### Work to complete
Reproduce the entries below character for character, from their first line through the line containing "pixel 355 308", with both ends included.

### Available data
=-=-=-=-=

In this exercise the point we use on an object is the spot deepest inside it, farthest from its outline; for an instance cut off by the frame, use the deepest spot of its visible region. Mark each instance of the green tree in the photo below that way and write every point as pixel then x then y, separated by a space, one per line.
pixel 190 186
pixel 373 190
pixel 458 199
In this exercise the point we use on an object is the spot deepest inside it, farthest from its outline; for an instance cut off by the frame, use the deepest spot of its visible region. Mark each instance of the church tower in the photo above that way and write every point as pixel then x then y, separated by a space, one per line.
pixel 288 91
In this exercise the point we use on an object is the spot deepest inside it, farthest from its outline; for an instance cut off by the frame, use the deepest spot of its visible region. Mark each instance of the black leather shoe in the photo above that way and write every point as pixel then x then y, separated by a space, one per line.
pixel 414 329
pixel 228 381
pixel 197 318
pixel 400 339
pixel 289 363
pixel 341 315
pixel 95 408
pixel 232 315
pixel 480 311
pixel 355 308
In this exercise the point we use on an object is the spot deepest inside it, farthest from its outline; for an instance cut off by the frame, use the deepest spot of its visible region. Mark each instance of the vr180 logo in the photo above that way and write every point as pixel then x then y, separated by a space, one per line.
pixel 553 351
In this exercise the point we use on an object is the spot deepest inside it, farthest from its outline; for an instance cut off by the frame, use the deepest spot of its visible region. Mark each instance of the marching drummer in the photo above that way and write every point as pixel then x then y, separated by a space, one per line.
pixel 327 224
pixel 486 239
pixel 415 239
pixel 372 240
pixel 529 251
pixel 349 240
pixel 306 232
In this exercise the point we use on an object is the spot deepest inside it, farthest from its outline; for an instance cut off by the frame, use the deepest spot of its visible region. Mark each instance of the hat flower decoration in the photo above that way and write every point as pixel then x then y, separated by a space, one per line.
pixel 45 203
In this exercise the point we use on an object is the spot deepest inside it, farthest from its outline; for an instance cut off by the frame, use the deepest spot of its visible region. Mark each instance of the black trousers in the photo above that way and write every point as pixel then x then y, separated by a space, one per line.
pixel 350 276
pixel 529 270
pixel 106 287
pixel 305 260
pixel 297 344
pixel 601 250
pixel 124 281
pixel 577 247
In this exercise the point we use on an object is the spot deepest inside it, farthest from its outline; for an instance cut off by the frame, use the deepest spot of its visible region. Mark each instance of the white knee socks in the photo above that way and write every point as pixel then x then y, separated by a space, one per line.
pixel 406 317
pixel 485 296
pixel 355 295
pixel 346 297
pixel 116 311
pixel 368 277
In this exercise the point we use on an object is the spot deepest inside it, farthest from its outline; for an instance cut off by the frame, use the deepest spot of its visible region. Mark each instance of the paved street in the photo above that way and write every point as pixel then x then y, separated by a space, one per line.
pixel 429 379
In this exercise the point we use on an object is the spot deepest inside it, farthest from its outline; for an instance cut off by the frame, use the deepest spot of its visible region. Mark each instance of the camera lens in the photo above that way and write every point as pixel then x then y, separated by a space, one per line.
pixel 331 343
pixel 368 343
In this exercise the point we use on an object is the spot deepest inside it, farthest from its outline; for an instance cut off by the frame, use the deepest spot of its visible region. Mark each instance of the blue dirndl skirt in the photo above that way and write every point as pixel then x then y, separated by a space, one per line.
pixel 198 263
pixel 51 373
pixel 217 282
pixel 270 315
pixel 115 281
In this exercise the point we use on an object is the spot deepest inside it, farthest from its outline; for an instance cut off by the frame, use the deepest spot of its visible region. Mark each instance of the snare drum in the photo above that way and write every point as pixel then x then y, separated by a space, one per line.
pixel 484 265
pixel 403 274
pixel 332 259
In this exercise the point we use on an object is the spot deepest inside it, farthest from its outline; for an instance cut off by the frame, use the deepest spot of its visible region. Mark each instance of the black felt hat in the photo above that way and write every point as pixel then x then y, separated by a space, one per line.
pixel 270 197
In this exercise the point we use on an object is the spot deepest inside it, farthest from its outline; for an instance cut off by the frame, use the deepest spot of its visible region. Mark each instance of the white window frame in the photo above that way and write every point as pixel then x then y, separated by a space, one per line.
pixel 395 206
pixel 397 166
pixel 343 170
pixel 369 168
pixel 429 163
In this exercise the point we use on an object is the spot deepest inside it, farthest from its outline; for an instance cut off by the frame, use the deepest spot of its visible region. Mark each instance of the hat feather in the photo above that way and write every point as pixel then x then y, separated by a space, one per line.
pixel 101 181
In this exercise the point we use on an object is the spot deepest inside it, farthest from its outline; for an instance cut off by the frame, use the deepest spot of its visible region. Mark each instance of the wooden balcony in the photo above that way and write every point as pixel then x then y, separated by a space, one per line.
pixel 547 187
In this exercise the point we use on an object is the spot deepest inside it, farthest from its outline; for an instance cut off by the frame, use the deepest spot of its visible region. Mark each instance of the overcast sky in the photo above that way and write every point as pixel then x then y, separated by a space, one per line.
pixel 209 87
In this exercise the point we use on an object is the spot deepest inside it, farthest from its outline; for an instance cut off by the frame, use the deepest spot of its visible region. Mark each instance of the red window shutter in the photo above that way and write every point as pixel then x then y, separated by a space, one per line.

=-=-=-=-=

### Task result
In this exercise the point we use on an object is the spot deepest inside it, farthest from its outline; for an instance cut off by the frame, use the deepest spot of its visible region. Mark each instance of the green tree in the photo below that way and write every point as pixel then x then y, separated by a space, one per line.
pixel 190 186
pixel 373 190
pixel 458 199
In this exercise the point we use on an object is the spot deepest inside it, farthest from its outline; for an instance cut off by the frame, use the deepest spot of its visible region. Mark each instance of the church tower in the photo above that way and write every point as pixel then x then y, separated by a space, one per line.
pixel 288 91
In this exercise the point we use on an object is the spot deepest inside it, farthest from its outline; for an instance cut off by the frame, use the deepest spot of its visible region. Mark each instance of the black leather shoe in the photo above that way and write every point as pixel then x then y, separated by a space, one per line.
pixel 414 329
pixel 228 381
pixel 197 318
pixel 400 339
pixel 289 363
pixel 341 315
pixel 95 408
pixel 232 315
pixel 480 311
pixel 355 308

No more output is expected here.